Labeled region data
═══

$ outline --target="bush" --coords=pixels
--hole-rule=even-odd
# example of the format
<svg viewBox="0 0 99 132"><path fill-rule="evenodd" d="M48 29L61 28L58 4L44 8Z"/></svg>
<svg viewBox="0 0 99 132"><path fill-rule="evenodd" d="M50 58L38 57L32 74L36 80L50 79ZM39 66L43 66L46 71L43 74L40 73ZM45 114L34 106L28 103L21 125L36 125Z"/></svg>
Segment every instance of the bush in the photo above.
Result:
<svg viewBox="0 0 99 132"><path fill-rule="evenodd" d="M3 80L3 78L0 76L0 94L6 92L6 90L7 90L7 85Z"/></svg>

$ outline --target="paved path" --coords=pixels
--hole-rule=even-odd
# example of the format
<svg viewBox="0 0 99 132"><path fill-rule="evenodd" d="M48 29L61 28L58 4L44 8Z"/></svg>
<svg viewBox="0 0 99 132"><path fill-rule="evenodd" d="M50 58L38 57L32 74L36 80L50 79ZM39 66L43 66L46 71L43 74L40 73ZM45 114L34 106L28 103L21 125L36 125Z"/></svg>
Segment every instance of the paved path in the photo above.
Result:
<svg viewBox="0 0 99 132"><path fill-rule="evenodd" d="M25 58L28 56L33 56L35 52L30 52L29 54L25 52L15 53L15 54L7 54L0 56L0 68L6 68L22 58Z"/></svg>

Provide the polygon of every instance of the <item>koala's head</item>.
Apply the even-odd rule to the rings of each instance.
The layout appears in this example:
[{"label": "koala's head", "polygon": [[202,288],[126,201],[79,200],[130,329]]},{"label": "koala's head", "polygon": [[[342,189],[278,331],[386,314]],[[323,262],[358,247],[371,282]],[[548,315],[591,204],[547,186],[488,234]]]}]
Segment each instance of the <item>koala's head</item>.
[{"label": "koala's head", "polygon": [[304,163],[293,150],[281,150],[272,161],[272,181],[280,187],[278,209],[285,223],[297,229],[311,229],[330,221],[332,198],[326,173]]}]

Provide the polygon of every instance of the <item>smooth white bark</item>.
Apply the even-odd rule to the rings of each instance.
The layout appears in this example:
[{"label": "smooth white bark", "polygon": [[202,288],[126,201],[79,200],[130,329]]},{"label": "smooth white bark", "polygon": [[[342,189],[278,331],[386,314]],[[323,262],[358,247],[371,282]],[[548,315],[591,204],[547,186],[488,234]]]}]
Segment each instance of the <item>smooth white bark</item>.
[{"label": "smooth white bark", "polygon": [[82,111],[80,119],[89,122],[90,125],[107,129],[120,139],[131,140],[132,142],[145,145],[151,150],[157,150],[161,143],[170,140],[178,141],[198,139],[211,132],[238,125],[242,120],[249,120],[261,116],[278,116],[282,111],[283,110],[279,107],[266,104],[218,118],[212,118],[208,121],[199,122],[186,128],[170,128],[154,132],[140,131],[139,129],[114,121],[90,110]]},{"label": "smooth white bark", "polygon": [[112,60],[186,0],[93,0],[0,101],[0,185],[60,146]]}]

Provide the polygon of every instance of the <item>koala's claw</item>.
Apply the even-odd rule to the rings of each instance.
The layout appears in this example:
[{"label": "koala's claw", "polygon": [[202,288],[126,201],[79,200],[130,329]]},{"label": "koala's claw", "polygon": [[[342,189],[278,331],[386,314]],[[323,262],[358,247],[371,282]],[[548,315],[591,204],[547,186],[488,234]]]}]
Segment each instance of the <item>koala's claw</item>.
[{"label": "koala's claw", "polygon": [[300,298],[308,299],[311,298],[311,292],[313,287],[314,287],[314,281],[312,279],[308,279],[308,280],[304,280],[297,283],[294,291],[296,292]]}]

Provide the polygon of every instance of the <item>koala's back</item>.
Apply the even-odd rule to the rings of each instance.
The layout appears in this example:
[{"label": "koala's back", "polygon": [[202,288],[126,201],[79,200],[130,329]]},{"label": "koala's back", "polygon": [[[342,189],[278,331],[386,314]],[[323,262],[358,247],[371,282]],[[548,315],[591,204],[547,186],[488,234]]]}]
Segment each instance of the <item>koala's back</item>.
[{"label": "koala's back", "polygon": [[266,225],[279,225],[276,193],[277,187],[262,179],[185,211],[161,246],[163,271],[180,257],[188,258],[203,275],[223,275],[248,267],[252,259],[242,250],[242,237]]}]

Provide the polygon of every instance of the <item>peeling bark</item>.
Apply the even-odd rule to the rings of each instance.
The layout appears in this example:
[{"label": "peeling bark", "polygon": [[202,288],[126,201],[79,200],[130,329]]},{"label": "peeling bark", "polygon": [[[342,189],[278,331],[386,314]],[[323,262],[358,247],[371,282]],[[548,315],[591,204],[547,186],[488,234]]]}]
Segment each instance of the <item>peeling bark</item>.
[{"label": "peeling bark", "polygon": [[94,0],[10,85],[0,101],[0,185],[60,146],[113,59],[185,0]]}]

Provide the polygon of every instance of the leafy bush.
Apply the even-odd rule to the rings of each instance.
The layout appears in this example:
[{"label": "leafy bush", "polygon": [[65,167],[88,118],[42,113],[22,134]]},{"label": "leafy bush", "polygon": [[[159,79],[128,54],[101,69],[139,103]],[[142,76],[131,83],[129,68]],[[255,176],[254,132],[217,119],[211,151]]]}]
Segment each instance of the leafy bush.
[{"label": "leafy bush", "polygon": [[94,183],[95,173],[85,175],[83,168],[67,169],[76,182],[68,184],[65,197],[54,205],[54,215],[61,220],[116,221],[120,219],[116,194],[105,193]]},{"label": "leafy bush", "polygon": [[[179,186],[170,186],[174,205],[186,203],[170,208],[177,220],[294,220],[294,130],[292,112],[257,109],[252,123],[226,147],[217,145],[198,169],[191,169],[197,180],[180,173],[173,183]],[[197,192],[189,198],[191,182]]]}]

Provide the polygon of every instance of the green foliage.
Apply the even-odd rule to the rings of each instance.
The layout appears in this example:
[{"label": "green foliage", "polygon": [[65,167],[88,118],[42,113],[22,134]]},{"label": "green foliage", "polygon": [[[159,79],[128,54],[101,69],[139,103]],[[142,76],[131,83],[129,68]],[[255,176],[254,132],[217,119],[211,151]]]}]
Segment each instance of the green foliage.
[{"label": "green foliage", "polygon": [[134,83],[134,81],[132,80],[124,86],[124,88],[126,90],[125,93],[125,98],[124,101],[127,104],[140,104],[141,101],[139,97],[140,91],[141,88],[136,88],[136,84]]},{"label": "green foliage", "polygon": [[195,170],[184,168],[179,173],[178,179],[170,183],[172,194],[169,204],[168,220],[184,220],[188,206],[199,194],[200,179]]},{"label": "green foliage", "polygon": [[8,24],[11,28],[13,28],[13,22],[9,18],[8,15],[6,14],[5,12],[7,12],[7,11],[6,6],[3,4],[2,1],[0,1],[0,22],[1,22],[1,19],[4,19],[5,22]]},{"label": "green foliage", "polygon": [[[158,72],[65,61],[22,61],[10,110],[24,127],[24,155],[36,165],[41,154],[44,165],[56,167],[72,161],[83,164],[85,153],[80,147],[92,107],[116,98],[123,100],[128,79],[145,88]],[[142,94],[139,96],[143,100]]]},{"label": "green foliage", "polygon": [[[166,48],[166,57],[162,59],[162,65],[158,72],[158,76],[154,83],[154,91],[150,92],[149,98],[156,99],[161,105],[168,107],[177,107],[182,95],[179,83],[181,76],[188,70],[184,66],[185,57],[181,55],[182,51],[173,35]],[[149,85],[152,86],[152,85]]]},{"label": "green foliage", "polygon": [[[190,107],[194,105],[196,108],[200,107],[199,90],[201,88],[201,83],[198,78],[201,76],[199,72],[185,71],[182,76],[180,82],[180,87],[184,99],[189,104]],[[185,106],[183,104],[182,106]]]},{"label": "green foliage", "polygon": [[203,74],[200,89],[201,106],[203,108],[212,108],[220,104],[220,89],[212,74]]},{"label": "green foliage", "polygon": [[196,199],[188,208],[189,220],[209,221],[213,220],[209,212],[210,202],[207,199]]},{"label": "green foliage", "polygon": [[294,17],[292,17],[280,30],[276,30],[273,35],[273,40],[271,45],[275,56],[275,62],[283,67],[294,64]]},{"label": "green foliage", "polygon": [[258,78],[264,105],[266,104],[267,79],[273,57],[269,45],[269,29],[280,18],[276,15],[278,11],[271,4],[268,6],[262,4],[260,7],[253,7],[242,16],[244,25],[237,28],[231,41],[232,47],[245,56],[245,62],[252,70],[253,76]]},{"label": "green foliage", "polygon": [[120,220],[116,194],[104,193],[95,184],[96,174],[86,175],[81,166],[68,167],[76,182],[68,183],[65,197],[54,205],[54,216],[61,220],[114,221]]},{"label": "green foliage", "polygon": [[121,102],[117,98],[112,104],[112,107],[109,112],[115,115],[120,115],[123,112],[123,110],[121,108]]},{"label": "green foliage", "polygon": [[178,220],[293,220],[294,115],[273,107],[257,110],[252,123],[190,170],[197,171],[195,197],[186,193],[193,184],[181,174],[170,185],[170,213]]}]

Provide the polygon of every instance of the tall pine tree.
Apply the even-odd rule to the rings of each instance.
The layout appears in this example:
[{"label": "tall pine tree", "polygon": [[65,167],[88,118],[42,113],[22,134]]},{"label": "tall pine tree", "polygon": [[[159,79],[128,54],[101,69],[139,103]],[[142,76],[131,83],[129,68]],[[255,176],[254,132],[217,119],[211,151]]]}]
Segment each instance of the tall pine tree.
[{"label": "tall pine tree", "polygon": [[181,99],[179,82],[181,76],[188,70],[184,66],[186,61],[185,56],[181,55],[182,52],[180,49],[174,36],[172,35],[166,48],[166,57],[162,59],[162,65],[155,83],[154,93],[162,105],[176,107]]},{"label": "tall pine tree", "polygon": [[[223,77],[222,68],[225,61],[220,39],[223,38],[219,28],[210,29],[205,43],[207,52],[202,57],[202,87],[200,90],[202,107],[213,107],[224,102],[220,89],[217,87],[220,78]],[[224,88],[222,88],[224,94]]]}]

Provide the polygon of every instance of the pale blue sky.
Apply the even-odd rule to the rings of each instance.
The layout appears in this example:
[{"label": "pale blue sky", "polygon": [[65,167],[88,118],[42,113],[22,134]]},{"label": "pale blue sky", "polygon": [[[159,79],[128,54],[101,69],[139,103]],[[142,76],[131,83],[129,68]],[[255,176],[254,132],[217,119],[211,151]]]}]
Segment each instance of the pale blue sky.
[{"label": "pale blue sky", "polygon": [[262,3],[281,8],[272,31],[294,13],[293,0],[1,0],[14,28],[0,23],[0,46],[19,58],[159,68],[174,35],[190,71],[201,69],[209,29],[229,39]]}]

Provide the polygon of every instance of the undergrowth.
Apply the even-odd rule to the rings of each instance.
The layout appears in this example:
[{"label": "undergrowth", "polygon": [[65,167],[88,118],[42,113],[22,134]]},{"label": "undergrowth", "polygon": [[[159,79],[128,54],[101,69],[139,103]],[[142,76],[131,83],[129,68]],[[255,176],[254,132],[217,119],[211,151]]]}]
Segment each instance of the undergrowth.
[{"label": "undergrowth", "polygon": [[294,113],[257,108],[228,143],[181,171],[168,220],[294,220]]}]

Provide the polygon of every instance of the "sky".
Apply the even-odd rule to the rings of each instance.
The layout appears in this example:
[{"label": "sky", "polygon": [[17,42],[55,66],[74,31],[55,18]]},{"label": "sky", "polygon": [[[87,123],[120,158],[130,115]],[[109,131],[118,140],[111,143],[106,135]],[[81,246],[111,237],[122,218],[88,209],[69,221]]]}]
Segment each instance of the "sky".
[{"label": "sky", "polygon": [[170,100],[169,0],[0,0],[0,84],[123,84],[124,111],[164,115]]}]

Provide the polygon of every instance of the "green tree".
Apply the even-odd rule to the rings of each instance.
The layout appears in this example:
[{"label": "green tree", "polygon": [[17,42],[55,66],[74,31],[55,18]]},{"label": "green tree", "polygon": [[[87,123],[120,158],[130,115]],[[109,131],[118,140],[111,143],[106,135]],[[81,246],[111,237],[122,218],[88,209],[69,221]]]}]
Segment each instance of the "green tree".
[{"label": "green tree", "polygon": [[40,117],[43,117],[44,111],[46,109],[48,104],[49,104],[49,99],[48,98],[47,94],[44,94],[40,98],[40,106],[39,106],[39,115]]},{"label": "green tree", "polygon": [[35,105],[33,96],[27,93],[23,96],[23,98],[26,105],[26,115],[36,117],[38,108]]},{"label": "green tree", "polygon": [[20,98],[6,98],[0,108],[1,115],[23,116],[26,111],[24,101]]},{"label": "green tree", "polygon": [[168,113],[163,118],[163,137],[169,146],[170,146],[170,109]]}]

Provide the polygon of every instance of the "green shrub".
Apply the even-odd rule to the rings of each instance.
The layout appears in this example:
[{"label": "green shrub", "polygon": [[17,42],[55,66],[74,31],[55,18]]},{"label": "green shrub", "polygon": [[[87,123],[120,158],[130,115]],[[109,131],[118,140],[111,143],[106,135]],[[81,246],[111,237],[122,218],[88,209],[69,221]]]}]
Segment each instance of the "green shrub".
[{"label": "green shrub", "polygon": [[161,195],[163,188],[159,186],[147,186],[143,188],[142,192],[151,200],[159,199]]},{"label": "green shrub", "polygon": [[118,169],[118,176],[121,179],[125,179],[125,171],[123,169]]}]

═══

## Stated problem
Pull out each line of the data that contains the string "above" and copy those lines in full.

## Written reply
Segment every instance of the bush in the photo above.
Segment every instance of the paved path in the photo above.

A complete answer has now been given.